White people typically avoid spending time with people whom they were trained to mistrust.

White people can typically go shopping alone most of the time, fairly well assured that they will not be followed or harassed by store employees or detectives. The typical white person will not intervene when witnessing unfair treatment of non-white people by store employees or detectives.

The typical white person can go into a book shop and count on the writing of her race being represented, into a supermarket and find the staple foods that fit with her cultural traditions, and into a hairdresser’s shop and find someone who can deal with her hair. The typical white person is unaware of this racialized disparity, and if made aware, will do nothing to counteract it.

The typical white person does not need to educate her children to be aware of systemic racism for their own daily physical protection. She will also not educate her children about this kind of need that other parents have.

The typical white person can be reasonably sure that if she asks to talk to “the person in charge,” she will be facing a person of her race. The typical white person will not even notice what a privilege this expectation is.

If a traffic cop pulls her over or if the IRS audits her tax return, she can feel she hasn’t been singled out because of her race. The fact that others are singled out in such ways because of their race is an injustice that does not stir the typical white person into attempted counter action.

### RECORD SET

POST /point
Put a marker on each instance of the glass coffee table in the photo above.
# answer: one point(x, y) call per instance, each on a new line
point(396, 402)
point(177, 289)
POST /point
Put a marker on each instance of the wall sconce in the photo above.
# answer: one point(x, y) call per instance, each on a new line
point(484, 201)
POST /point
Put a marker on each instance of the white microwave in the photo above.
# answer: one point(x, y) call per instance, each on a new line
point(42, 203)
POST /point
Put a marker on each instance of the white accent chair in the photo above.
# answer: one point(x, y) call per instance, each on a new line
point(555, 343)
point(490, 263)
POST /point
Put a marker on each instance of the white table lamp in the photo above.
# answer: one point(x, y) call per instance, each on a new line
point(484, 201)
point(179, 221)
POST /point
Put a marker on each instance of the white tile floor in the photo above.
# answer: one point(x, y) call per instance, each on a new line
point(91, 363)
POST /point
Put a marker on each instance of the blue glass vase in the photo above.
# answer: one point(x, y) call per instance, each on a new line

### TASK STATEMENT
Please resume the passage on the everyday racial advantages of the typical white person, picking up after its final paragraph about traffic stops and tax audits.

### RESULT BELOW
If a white person declares there is a racial issue at hand, or there isn’t a racial issue at hand, her race will lend her more credibility for either position in the eyes of the typical white person than a person of color will have.

Similarly, American mainstream culture gives white people little fear about ignoring the perspectives and insight of people of other races. As a result, the typical white person does so.

If her day, week, or year is going badly, the typical white person need not ask of each negative episode or situation whether it has racial overtones. As a result, the typical white person does not do so. She also won’t ask of each positive episode whether its positivity was enhanced by her racial status.

If she needs legal or medical help, she can feel sure that her race will not work against her. The fact that race does commonly work against people of color in such settings does not greatly bother the typical white person. Indeed, the typical white person isn’t even aware of that difference.